━━━━━ Information shown

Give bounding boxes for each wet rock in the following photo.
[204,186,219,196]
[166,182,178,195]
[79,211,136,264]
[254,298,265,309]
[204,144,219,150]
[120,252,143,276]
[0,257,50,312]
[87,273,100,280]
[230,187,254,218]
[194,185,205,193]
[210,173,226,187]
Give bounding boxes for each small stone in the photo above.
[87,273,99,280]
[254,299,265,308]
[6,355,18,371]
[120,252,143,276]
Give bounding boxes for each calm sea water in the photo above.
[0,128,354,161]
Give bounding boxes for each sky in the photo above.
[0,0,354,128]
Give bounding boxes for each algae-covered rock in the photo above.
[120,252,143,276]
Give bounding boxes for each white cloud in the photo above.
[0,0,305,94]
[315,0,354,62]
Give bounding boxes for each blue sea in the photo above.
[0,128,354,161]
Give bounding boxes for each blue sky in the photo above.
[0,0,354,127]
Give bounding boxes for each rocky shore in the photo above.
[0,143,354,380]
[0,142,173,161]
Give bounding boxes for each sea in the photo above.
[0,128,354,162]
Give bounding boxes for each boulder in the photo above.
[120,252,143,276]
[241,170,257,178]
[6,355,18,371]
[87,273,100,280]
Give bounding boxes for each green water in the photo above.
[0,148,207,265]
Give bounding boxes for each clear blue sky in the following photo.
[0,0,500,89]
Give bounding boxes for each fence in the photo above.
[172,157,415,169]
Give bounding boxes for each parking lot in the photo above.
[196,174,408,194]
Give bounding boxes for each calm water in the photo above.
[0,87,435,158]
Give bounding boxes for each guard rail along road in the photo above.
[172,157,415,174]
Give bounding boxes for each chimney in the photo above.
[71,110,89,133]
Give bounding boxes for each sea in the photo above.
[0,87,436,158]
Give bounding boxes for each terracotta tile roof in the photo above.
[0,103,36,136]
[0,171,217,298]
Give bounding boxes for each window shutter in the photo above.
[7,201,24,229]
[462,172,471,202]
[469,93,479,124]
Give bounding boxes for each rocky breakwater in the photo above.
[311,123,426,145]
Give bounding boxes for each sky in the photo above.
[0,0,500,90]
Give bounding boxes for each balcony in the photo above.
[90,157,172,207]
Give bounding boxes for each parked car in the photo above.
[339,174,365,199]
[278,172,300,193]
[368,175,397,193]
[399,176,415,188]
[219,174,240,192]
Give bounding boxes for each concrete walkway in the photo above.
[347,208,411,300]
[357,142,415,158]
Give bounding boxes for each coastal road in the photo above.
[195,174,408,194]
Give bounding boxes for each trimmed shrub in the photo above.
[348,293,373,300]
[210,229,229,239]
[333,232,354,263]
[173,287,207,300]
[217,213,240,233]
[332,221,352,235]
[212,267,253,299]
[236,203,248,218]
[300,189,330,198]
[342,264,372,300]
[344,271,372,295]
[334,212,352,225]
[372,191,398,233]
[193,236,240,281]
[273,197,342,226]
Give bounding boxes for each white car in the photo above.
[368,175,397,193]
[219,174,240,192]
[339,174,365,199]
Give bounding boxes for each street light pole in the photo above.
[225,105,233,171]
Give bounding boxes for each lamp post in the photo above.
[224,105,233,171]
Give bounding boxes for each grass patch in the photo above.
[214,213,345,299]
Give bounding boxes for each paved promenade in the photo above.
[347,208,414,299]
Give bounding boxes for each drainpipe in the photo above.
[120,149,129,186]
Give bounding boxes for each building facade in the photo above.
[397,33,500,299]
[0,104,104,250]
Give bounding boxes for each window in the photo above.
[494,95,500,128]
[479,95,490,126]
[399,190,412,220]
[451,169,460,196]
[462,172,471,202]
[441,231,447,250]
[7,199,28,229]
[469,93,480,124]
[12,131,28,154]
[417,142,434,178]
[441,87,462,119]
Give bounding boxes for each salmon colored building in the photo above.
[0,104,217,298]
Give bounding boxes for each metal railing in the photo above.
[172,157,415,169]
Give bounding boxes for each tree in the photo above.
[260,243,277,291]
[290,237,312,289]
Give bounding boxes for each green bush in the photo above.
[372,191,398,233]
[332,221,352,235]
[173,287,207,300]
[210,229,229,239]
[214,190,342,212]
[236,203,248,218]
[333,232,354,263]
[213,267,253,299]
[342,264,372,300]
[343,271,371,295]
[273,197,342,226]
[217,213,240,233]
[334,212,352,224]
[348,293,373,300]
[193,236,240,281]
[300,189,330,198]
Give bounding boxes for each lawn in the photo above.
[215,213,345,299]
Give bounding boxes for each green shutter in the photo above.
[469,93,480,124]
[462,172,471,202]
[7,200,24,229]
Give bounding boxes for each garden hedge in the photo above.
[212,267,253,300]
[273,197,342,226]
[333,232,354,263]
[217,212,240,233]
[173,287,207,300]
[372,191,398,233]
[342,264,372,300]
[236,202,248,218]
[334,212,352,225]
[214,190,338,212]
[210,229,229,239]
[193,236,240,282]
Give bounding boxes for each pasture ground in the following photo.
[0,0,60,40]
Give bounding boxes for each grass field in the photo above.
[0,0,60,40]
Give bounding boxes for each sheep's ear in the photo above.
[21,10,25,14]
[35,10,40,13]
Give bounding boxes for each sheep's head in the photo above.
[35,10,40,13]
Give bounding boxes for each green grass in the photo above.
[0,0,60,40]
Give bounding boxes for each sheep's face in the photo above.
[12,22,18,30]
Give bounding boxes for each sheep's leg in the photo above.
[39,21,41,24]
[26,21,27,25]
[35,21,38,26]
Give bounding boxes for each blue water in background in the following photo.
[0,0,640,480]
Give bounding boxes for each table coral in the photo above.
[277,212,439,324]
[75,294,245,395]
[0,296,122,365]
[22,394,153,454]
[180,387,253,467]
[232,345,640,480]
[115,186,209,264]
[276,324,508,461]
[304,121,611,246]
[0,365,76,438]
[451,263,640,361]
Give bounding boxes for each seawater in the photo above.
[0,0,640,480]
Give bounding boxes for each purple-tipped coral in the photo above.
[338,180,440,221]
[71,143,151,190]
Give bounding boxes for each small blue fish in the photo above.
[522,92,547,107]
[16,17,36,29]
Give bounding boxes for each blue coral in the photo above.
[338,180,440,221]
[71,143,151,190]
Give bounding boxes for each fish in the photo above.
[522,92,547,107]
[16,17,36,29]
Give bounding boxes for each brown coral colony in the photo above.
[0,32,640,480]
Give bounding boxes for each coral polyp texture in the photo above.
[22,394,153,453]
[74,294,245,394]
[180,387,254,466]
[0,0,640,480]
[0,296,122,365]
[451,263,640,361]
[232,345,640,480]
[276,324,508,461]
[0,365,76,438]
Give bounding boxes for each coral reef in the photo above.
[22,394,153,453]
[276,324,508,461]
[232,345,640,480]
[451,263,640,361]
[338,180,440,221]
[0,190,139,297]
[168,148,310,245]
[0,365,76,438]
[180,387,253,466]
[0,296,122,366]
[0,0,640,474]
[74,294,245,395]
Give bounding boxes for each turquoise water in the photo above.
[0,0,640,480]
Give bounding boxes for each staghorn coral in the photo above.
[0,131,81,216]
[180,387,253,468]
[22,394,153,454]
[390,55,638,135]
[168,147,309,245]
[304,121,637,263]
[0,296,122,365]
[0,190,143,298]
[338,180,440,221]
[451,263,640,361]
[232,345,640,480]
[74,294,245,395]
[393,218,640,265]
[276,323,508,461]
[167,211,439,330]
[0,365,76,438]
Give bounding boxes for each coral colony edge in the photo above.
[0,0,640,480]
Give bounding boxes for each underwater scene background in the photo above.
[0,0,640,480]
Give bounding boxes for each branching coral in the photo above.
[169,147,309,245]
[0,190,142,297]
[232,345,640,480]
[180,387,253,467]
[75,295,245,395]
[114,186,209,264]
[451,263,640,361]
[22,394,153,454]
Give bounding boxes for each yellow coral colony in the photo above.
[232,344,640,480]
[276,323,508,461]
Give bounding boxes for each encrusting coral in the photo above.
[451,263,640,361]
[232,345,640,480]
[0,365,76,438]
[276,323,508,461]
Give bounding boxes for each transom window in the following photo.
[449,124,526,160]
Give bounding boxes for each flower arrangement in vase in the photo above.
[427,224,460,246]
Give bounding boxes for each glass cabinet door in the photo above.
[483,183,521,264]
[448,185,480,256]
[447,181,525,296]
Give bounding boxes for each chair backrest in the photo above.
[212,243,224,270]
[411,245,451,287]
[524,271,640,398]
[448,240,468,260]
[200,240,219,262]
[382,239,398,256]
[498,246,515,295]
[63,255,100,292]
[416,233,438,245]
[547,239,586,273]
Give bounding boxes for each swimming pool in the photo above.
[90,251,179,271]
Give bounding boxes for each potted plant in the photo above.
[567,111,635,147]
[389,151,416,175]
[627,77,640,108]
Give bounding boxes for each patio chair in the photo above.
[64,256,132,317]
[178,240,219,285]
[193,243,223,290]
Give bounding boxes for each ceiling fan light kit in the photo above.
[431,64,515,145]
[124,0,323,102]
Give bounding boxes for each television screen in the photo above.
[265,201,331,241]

━━━━━━━━━━

Render the material from its beginning up to and including the line with "[90,157,172,207]" as a two-column CSV headed request and answer. Give one row per request, with each field enclosed in double quotes and any line breaks within a field replaced by spaces.

- **Task output**
request,answer
"Give bounding boxes for each wet rock in the following photo.","[204,186,219,196] [166,182,178,195] [79,211,136,264] [254,298,265,309] [204,144,219,150] [120,252,143,276] [0,257,50,312] [87,273,100,280] [230,187,254,218] [194,185,205,193] [210,173,226,187]"
"Give bounding boxes for each small stone in the photo above.","[87,273,99,280] [254,299,265,308] [6,355,18,371] [120,252,143,276]"
"Give bounding boxes for each calm sea water in the photo above.","[0,128,354,161]"
"Give bounding boxes for each sky in the photo above.","[0,0,354,128]"
"Give bounding boxes for each algae-covered rock in the photo above.","[120,252,143,276]"
"Give bounding boxes for each white cloud in the photo above.","[0,0,305,94] [315,0,354,62]"
"Give bounding boxes for each blue sea in the photo above.","[0,128,354,161]"
"Give bounding boxes for each blue sky in the photo above.","[0,0,354,127]"
"Give bounding boxes for each rocky shore in the photo above.","[0,143,354,380] [0,142,173,161]"
"Give bounding boxes for each sea in the photo above.","[0,128,354,162]"
"Give bounding boxes for each boulder in the photo above.","[120,252,143,276] [241,170,257,178] [6,355,18,371] [87,273,100,280]"
"Give bounding boxes for each green water in the photo above.","[0,148,207,265]"
"Give bounding boxes for each clear blue sky in the following photo.","[0,0,500,89]"
"Give bounding boxes for each fence in the photo above.","[172,157,415,169]"
"Give bounding boxes for each parking lot in the photo above.","[196,174,408,194]"
"Give bounding boxes for each calm water in the photo above.","[0,87,435,158]"
"Give bounding boxes for each guard rail along road in the photo above.","[172,157,415,174]"
"Give bounding boxes for each chimney in the photo above.","[71,110,89,133]"
"Give bounding boxes for each sea in the photo above.","[0,87,436,158]"
"Give bounding boxes for each terracotta tile roof in the photo above.","[0,103,36,136] [0,171,217,298]"
"Give bounding boxes for each window shutter in the photo above.","[7,201,24,229] [462,172,471,202] [469,93,479,124]"
"Give bounding boxes for each rocky breakwater in the photo above.","[311,123,426,145]"
"Give bounding boxes for each sky in the photo above.","[0,0,500,90]"
"Give bounding boxes for each balcony in the photo above.","[90,157,172,207]"